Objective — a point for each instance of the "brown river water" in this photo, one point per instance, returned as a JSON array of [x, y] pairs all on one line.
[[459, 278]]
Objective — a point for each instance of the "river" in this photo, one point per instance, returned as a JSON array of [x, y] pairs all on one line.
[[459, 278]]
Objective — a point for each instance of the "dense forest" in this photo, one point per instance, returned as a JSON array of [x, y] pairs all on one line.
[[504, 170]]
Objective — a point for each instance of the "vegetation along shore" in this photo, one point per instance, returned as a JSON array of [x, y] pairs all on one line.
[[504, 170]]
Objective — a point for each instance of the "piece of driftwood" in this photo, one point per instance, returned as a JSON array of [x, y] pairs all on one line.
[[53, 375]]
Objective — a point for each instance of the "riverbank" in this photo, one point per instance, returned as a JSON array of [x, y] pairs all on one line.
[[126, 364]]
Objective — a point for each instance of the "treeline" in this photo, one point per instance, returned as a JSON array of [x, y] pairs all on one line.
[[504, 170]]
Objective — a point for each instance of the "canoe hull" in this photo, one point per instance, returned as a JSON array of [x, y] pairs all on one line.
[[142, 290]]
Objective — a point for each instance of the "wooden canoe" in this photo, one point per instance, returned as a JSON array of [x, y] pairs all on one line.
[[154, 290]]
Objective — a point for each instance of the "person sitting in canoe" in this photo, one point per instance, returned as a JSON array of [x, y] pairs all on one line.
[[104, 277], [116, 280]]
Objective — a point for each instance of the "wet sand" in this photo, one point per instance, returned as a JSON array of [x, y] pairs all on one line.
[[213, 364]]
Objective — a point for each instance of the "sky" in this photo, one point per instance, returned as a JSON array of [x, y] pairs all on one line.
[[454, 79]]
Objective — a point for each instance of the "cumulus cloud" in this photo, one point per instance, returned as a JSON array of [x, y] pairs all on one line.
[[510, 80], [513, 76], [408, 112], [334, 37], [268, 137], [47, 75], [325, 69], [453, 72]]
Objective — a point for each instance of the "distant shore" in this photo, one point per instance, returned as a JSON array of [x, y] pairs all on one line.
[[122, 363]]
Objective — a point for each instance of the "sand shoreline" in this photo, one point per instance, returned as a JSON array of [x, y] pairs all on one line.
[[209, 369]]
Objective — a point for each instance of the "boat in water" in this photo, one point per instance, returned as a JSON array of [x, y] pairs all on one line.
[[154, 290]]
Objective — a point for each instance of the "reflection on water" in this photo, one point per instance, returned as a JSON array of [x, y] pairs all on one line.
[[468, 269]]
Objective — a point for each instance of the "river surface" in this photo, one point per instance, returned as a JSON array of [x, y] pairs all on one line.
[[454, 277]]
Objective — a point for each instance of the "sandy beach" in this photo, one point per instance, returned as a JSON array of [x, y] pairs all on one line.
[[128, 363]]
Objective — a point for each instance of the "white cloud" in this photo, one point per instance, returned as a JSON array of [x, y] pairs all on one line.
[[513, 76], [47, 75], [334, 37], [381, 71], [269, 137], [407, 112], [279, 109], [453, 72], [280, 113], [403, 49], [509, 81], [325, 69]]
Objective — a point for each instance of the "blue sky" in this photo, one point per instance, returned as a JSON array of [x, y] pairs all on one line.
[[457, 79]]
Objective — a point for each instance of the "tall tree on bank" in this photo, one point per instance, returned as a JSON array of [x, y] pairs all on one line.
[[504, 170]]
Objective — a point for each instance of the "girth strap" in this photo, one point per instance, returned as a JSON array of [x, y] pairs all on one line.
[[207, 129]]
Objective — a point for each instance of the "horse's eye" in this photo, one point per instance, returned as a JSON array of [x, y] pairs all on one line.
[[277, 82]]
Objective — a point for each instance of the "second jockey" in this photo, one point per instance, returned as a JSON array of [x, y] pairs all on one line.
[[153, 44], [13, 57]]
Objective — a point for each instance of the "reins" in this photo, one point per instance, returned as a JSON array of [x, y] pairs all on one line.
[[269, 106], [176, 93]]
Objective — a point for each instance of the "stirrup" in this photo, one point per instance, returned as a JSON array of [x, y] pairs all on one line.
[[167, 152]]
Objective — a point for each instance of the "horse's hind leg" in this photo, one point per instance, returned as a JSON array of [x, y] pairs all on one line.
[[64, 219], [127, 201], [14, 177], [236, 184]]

#### What you should do:
Reproduce the listing above word for word, from its very first line through the line containing "69], [453, 72]]", including both of those lines.

#### Written reply:
Objective — a point for each instance of the "brown river water" in this photo, one point per instance, returned as a JSON array of [x, y] pairs all on one line.
[[459, 278]]
Objective — a point for each instance of the "river" in this photo, one point per instance, returned as a JSON array of [x, y] pairs all on one line.
[[459, 278]]
Objective — a point for each instance of the "dense forest" in this photo, one point per instance, returned as a JSON array of [x, y] pairs all on one line.
[[504, 170]]
Objective — a point for each instance of the "vegetation along shore" in this photo, one point per instance, returned as a JSON array of [x, y] pairs all on one line.
[[504, 170]]
Objective — a point for each instance of the "piece of driftwood" in this photo, one point per instance, returned as a JSON array of [x, y] pairs all on one line.
[[53, 375]]
Objective — a point for each instance of the "riverbank" in this photo, one point per instance, returned as a JSON array of [x, y] pairs all on one line.
[[126, 364]]
Objective — a point for each instance of the "treeline" in this photo, one point per instance, returned as a JSON array of [x, y] pairs all on one line.
[[504, 170]]
Objective — a point for each instance of the "canoe hull" in this photo, one point per instance, returned as a JSON array of [x, y] pairs all on one line.
[[142, 290]]
Objective — a point for each instance of the "wooden canoe" in this photo, one point per instance, returned as a JSON array of [x, y] pairs all on one line.
[[154, 290]]
Objective — a point for each instance of the "person sitting in canoe" in this photo, one point per instance, returned as a JSON array of [x, y] pairs all on one line.
[[104, 277], [116, 280]]
Objective — a point for each instance of the "wet sand" in this photo, one point per instance, returned as a JSON array of [x, y] pairs all on one line.
[[213, 364]]
Objective — a point for each instance of the "sky" in this photo, one point per instance, returned as a JSON array of [x, y] pairs all on one line.
[[454, 79]]
Objective — a point for each instance of the "cumulus cloud" in this photo, one point per instance, returned as a JSON array of [x, y] pairs all on one line.
[[510, 80], [513, 76], [408, 112], [334, 37], [268, 137], [47, 75], [325, 69], [453, 72]]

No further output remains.